I'm surprised by the amish map given above:Amish

http://i421.photobucket.com/albums/p...ages/amish.gif

I actually thought there would be a large reporting of the Amish population in Colorado, according to the map there is none at all.
Just curious, why do you think there would be a lot of Amish in Colorado? CO is not a farm state; it's more a ranching state. The "carrying capacity" of the arid land does not allow for a lot of this "off the grid" living that the Amish do. There is a thread on the CO forum about Amish moving to CO, but it hasn't happened in any appreciable numbers, and the living isn't going to be as easy as in the NE and midwest.

Quote:
Originally Posted by Thomas R. View Post
It was an interesting map, I'd never seen it before. I'd always heard of Lancaster county, Pennsylvania as the Amish hub but I guess not. Using the map, and other resources, Holmes County, Ohio is the most Amish county. Followed by those two counties in Indiana. (Lagrange County, Indiana and I forget the other)

__________

Set task A -
In the passage above, which county is named as the most Amish county?

__________

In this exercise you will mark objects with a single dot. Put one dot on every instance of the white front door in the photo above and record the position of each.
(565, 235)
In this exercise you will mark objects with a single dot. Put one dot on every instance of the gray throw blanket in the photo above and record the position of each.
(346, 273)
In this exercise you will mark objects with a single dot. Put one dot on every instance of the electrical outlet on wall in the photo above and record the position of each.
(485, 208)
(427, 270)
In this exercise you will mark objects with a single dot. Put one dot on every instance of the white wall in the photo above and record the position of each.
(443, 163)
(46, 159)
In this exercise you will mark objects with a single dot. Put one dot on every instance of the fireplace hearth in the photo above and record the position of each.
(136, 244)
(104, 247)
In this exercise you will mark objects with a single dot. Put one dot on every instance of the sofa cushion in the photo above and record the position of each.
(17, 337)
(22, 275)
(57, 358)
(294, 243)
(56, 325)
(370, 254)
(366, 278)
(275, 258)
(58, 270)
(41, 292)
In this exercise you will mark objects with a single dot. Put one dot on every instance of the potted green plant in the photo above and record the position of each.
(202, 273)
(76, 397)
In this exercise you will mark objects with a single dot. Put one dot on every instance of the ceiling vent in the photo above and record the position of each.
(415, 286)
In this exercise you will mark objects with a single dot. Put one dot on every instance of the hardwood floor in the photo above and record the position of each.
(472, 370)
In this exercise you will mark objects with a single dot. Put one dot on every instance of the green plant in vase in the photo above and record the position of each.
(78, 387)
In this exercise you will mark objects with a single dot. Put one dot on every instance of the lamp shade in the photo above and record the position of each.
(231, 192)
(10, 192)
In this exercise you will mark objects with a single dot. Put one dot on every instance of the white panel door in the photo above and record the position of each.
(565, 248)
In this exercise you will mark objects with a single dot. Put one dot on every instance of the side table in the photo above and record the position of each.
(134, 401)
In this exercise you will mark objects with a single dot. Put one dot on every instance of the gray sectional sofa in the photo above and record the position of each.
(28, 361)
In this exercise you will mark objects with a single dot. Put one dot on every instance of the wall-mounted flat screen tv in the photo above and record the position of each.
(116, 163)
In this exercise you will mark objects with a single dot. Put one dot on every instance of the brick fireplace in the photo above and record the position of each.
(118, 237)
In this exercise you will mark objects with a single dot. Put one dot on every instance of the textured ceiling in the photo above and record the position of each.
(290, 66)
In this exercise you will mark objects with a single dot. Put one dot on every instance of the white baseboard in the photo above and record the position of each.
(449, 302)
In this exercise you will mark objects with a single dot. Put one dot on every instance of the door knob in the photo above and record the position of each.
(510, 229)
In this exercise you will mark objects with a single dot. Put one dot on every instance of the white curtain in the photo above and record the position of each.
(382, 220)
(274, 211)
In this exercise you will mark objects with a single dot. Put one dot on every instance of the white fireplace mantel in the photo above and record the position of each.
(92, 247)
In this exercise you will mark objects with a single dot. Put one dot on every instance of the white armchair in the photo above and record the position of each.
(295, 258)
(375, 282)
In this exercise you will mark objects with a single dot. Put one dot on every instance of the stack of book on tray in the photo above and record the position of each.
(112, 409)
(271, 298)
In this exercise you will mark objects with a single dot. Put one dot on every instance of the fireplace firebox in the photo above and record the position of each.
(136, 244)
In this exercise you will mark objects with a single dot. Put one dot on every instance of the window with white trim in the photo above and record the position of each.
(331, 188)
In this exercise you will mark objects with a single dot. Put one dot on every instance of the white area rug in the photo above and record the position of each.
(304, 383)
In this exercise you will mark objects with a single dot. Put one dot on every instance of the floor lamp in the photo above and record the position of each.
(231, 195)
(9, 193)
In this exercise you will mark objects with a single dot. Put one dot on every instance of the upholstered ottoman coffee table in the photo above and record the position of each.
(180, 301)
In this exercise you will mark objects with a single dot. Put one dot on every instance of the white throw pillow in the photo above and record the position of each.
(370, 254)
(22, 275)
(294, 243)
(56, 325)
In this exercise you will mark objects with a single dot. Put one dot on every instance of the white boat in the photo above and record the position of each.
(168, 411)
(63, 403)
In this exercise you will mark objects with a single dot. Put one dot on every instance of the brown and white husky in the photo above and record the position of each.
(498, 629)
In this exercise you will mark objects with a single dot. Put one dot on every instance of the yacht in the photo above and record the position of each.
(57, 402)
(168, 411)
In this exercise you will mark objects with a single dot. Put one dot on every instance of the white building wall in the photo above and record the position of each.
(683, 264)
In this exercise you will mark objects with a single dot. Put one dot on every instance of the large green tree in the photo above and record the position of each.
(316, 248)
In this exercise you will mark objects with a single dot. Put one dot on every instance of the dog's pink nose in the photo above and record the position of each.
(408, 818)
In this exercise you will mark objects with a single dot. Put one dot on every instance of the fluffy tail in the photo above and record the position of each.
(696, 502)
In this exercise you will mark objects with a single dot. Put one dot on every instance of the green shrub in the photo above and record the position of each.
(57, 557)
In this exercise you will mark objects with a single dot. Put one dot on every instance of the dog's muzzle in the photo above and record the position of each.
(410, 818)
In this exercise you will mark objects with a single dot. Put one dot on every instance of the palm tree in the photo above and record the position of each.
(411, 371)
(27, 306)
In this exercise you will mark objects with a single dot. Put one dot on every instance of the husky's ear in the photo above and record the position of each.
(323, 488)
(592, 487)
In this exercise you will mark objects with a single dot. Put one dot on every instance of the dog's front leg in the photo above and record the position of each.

__________

Set task B -
Determine how many lines of the listing above contain the string "husky", treating case as significant, and give only that number.

Finished answer A -
Holmes County, Ohio.

Finished answer B -
2